> _PASSAGE FOR REVIEW_:

Segment Open

# Planning Mercedes Sprinter y.2000+ conversion



## skooler (Mar 26, 2011)

Hi Sprinter,

Why 2 different models/designs?

Do you need 2 separate vans for different purposes?

That weight looks on the heavy side. Maybe 3500kg gross laiden weight. Probably closer to 1500kg empty.

Have you got a set budget or a bottomless pit of cash ready to throw at this!?

It's definitely possible. I think you are looking at about 25000 euros for the longer range.

With the power range stated, the size and weight of the vehicle and your preferred locations to source components. I'd consider the following components.

Kostov 11 alpha motor

Soliton 1 controller

I'm going to take a stab in the dark and say 400-450wh/ mile.

Meaning for 100 km range (62 miles) will need roughly a 35 kwh battery pack ( 10000euro plus)

Hope this helps!

Cheers,

Mike


----------



## Sprinter (Apr 23, 2012)

> Why 2 different models/designs?
> 
> Do you need 2 separate vans for different purposes?


-Yes, 2 different vans.




> That weight looks on the heavy side. Maybe 3500kg gross laiden weight. Probably closer to 1500kg empty.

Segment Closed

> _RECORDS SHOWN_:
Segment Open

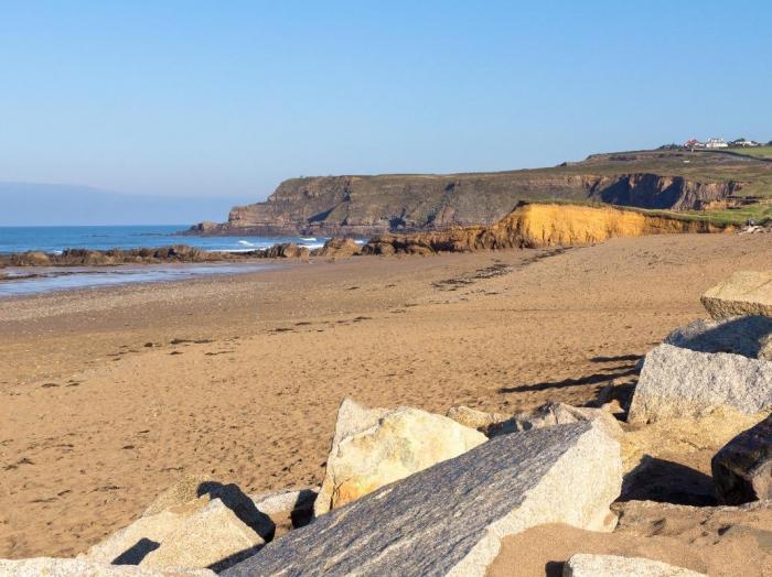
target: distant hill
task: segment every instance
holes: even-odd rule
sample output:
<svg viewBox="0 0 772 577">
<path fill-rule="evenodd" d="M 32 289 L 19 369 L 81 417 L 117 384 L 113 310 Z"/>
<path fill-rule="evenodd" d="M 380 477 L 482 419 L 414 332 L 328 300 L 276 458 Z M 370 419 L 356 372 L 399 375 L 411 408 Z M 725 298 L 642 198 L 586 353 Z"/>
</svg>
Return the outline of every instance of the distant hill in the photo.
<svg viewBox="0 0 772 577">
<path fill-rule="evenodd" d="M 0 182 L 0 226 L 182 225 L 219 219 L 234 197 L 112 193 L 87 186 Z"/>
<path fill-rule="evenodd" d="M 594 154 L 550 168 L 465 174 L 291 178 L 236 206 L 203 235 L 349 235 L 491 225 L 521 202 L 600 203 L 705 211 L 721 221 L 772 216 L 772 162 L 686 150 Z"/>
</svg>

Segment Closed

> _EXERCISE INSTRUCTIONS_:
Copy the Sprinter conversion thread starting at the words "It's definitely possible." and stopping after "say 400-450wh/ mile.", switching "stab in the dark" to "rough guess". You can ignore the listing.

> _ANSWER BELOW_:
It's definitely possible. I think you are looking at about 25000 euros for the longer range.

With the power range stated, the size and weight of the vehicle and your preferred locations to source components. I'd consider the following components.

Kostov 11 alpha motor

Soliton 1 controller

I'm going to take a rough guess and say 400-450wh/ mile.